# Start of Text to read
Dalton’s work is finding more of an audience now, with listeners more interested perhaps in authenticity than perfectly smooth vocals, and modern ears less concerned with figuring out what genre they’re listening to. There’s also a mythology to Dalton as an artist, stemming from tales of her difficult personal life. Fellow singer Lacy J. Dalton, who lived with Karen Dalton for part of her life, told the Guardian, “[Karen] was of the old beat generation that felt you had to be burning the candle both ends and dying of hunger to call yourself an artist.


“I’ve always called them canaries in the coalmine, because they were in some ways hypersensitive to what was going on in the world. They were expressing their feelings of powerlessness and they felt they should live, do drugs, drink, whatever to take the pain away.”


‘In My Own Time’ is a window into an alternative world of ’70s folk, and it’s clear from the first listen that the record deserves the attention it’s getting now.


In that same profile in the Guardian, producer Harvey Brooks (bass player for Bob Dylan on Highway 61 Revisited) said, “I only knew her as an addicted personality. She had drug problems the whole time I knew her. She had a painful personality and I think she did drugs to soothe the pain.”
# End of Text to read
# Start of Recorded information
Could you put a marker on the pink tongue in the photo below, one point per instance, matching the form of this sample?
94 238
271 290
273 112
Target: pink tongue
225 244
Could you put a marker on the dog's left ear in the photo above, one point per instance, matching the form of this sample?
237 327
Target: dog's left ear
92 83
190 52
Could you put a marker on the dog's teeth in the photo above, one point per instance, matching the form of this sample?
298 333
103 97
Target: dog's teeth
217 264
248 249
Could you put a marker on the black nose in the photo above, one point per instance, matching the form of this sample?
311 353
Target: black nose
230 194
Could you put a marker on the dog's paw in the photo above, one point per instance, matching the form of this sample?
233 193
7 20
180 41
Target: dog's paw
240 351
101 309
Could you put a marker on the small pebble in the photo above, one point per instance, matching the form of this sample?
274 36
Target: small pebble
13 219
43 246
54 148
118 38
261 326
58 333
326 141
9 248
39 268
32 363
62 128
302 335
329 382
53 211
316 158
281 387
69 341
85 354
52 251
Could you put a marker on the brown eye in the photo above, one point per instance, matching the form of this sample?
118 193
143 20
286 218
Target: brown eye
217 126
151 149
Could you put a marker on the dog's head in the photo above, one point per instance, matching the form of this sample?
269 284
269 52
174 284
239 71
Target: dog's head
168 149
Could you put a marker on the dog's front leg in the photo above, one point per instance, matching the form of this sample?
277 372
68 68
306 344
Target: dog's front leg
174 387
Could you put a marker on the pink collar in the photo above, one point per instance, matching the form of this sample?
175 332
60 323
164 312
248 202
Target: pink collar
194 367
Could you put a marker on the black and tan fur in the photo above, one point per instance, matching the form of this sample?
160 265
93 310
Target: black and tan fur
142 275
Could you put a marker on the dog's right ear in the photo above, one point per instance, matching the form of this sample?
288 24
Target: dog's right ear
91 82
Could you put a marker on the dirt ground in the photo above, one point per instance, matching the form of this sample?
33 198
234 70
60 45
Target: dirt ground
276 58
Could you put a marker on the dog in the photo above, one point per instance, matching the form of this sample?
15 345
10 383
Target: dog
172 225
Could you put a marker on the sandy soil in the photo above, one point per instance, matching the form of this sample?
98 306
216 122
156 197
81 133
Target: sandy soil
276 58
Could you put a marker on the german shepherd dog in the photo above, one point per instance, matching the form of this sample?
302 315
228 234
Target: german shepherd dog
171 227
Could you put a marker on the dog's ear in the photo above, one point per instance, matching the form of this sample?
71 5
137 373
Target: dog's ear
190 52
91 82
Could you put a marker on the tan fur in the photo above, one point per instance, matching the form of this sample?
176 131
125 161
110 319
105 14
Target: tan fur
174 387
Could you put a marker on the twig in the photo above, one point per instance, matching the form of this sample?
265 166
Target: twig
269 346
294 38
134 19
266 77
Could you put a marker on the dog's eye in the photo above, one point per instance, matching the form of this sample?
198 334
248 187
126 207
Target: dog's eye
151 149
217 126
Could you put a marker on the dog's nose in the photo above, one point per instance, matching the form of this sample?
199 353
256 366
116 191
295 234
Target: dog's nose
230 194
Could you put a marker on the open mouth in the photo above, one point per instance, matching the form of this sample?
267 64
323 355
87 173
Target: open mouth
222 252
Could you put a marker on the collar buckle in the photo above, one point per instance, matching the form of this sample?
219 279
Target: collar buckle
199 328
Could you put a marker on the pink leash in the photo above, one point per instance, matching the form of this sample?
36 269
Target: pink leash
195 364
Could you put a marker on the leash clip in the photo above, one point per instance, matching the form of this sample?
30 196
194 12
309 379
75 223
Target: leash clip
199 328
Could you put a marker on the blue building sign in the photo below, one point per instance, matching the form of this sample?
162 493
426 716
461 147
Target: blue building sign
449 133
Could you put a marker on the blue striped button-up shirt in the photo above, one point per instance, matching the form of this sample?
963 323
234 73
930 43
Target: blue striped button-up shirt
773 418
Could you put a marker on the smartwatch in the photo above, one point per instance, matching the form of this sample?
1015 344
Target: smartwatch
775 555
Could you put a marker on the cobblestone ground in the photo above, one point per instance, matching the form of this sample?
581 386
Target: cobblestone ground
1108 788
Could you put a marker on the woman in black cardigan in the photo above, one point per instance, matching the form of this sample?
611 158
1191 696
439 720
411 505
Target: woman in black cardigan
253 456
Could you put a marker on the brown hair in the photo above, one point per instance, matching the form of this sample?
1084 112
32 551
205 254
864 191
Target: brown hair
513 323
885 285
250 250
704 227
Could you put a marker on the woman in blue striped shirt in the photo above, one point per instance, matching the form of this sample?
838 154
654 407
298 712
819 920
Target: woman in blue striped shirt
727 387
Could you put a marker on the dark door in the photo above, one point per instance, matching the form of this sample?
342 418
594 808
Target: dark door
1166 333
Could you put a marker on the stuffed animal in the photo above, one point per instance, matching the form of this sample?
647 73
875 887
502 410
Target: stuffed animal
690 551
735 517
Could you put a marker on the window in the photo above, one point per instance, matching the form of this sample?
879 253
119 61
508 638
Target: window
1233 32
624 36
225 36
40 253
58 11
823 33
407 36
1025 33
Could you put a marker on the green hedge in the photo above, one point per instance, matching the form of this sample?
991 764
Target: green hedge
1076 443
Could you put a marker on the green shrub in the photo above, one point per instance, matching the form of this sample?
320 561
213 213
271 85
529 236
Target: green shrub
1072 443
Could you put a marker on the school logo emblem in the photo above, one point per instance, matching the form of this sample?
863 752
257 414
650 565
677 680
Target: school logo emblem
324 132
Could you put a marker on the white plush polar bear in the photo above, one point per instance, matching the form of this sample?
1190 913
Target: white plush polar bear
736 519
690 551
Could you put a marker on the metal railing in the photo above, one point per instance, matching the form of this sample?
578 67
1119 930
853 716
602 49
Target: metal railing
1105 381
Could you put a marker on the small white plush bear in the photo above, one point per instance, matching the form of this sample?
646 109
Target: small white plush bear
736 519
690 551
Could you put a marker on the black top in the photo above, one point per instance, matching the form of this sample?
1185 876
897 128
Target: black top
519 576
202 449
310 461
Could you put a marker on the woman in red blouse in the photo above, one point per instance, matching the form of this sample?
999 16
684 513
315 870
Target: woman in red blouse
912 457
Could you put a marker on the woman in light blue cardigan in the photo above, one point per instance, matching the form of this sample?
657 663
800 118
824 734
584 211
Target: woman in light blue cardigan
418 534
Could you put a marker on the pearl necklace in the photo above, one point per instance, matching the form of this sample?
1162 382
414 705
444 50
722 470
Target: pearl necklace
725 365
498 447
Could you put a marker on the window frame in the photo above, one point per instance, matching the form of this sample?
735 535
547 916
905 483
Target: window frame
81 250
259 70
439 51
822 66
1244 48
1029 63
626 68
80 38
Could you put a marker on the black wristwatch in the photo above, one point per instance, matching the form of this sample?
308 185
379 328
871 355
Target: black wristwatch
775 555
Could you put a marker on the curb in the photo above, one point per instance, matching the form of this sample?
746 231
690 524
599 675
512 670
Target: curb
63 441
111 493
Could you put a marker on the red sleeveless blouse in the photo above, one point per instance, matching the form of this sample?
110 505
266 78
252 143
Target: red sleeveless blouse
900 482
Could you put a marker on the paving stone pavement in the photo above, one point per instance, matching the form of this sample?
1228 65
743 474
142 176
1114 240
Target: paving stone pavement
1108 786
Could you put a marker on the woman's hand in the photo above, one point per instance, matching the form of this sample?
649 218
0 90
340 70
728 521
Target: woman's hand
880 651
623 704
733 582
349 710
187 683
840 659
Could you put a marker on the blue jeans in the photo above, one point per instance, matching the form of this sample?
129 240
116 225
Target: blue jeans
# End of Recorded information
_Prompt A_:
Name every person mentioned in the passage on Karen Dalton.
_Prompt B_:
Extend the passage on Karen Dalton with a further paragraph that picks up after its final sentence.

_Result A_:
Karen Dalton, Lacy J. Dalton, Harvey Brooks, Bob Dylan

_Result B_:
That pain is on full display in In My Own Time. The album, despite being a collection of covers, has a throughline of sadness and the sense that there is so much emotional depth just below the surface, heard especially in tracks like “Something On Your Mind” and “Take Me.” Dalton’s take on “How Sweet It Is” is one of the more upbeat moments on the album, but still doesn’t come close to the saccharine sound of most renditions of the song.


At the close of the album, “Are You Leaving for the Country” is an affecting goodbye. The mournful “Are you leaving for the country? / You say the city brings you down” feels like a euphemism for escapism and her subsequent departure from the music industry.


In My Own Time is a window into an alternative world of ’70s folk, and it’s clear from the first listen that the record deserves the attention it’s getting now. Lacy J. Dalton also told the Guardian, “Karen had true, true greatness that had not been recognised. I said to her, ‘It’s going to annoy the hell out of you, but you’ll probably only get recognised after your death.’” About 50 years later, that prediction seems to be coming true.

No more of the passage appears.